Problem statement → Return every line of the records that contains the word "military".

Material shown →

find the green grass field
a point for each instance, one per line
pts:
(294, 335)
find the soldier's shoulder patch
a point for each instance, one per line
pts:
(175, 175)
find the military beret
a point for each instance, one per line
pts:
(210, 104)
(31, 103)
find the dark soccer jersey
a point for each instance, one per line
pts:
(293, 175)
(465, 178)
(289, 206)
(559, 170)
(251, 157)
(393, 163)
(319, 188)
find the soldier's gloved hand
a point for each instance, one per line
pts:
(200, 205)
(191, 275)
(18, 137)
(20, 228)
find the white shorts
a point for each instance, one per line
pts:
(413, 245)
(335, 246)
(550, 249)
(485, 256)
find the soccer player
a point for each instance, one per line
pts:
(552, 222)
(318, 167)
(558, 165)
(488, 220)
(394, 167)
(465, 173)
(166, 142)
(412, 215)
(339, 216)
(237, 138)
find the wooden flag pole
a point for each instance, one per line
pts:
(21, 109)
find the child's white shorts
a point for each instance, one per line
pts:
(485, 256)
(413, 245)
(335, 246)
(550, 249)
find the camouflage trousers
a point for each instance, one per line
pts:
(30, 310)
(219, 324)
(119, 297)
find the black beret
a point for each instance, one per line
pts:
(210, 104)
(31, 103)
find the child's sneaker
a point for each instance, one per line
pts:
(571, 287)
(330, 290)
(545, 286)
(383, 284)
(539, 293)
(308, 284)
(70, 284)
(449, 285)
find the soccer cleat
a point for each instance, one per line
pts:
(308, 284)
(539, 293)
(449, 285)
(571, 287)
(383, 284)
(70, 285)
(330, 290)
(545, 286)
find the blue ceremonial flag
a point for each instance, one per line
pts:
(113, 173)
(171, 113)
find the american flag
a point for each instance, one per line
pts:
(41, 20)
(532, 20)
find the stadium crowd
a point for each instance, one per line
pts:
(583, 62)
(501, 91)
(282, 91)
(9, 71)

--

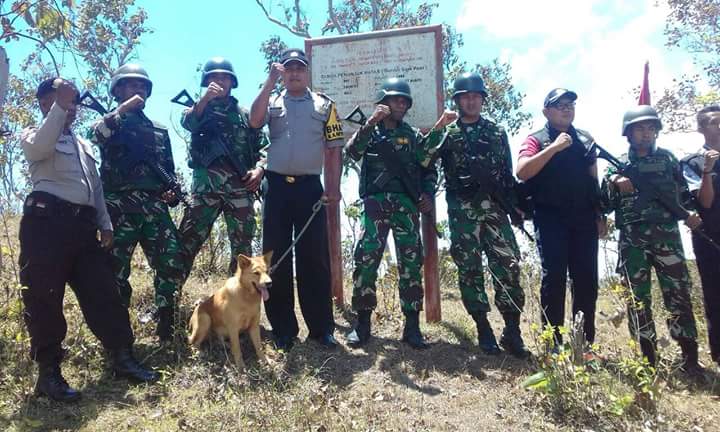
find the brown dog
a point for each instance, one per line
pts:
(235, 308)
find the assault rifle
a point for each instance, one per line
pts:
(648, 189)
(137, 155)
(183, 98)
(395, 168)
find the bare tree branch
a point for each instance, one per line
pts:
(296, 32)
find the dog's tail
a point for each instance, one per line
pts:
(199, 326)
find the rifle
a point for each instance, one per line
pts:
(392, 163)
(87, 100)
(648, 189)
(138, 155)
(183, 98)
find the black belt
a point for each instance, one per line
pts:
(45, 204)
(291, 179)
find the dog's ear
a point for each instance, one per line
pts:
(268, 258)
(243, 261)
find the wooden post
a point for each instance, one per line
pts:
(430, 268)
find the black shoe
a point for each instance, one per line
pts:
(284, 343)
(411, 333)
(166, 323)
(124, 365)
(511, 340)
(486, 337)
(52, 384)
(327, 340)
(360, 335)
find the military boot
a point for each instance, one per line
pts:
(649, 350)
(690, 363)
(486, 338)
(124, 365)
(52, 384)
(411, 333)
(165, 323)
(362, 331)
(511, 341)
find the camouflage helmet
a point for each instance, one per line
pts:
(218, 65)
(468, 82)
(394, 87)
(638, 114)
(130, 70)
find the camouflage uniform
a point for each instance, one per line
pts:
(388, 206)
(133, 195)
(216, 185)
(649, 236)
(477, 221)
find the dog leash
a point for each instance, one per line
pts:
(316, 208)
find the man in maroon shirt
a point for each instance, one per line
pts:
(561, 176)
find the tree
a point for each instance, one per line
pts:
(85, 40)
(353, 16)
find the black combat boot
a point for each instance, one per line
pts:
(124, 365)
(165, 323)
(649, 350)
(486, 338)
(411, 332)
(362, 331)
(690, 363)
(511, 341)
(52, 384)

* * *

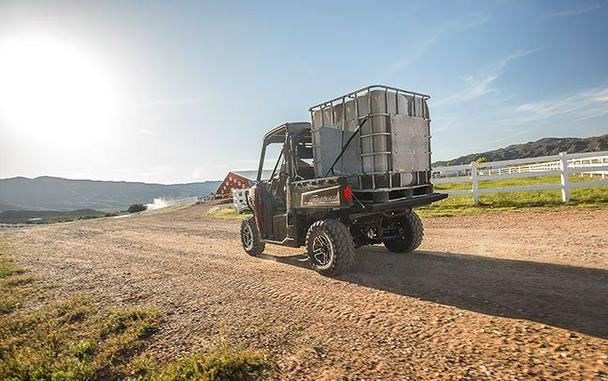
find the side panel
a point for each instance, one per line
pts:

Full solution →
find the military beret
find the military boot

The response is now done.